8 czerwca 2013 – sobota

Dopiero po trzech dniach odnaleźli Go w świątyni, gdzie siedział między nauczycielami, przysłuchiwał się im i zadawał pytania.

Dopiero po trzech dniach odnaleźli Go w świątyni, gdzie siedział między nauczycielami, przysłuchiwał się im i zadawał pytania.

 

(Iz 61,9-11)
Plemię narodu mego będzie znane wśród narodów i między ludami ich potomstwo. Wszyscy, co ich zobaczą, uznają, że oni są błogosławionym szczepem Pana. Ogromnie się weselę w Panu, dusza moja raduje się w Bogu moim, bo mnie przyodział w szaty zbawienia, okrył mnie płaszczem sprawiedliwości, jak oblubieńca, który wkłada zawój, jak oblubienicę strojną w swe klejnoty. Zaiste, jak ziemia wydaje swe plony, jak ogród rozplenia swe zasiewy, tak Pan Bóg sprawi, że się rozpleni sprawiedliwość i chwalba wobec wszystkich narodów.

__POLECENIE__: Kontynuuj fragment dokumentu, zaczynając zaraz po jego ostatnim zdaniu. Dane zamieszczone niżej nie mają żadnego związku z fragmentem dokumentu.

__WYCINEK DANYCH__:
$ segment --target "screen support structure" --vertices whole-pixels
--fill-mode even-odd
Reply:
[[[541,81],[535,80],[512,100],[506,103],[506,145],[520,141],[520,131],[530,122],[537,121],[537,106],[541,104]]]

__WYNIK__:
(1 Sm 2,1.4-8)
REFREN: Całym swym sercem raduję się w Panu.

Raduje się me serce w Panu,
moc moja dzięki Panu się wznosi,
rozwarły się me usta na wrogów moich,
gdyż cieszyć się mogę Twoją pomocą.

Łuk mocarzy się łamie,
a słabi przepasują się mocą.
Za chleb najmują się syci, a głodni odpoczywają,
niepłodna rodzi siedmioro, a więdnie bogata w dzieci.

To Pan daje śmierć i życie,
w grób wtrąca i zeń wywodzi.
Pan uboży i wzbogaca,
poniża i wywyższa.

Z pyłu podnosi biedaka,
z barłogu dźwiga nędzarza,
by go wśród możnych posadzić,
by dać mu stolicę chwały.

(Łk 2,19)
Błogosławiona jesteś Panno Maryjo, zachowałaś słowa Boże i rozważałaś je w sercu swoim.

Czemuście Mnie szukali? Czy nie wiedzieliście, że powinienem być w tym, co należy do mego Ojca?

Czemuście Mnie szukali? Czy nie wiedzieliście, że powinienem być w tym, co należy do mego Ojca?

(Łk 2,41-51)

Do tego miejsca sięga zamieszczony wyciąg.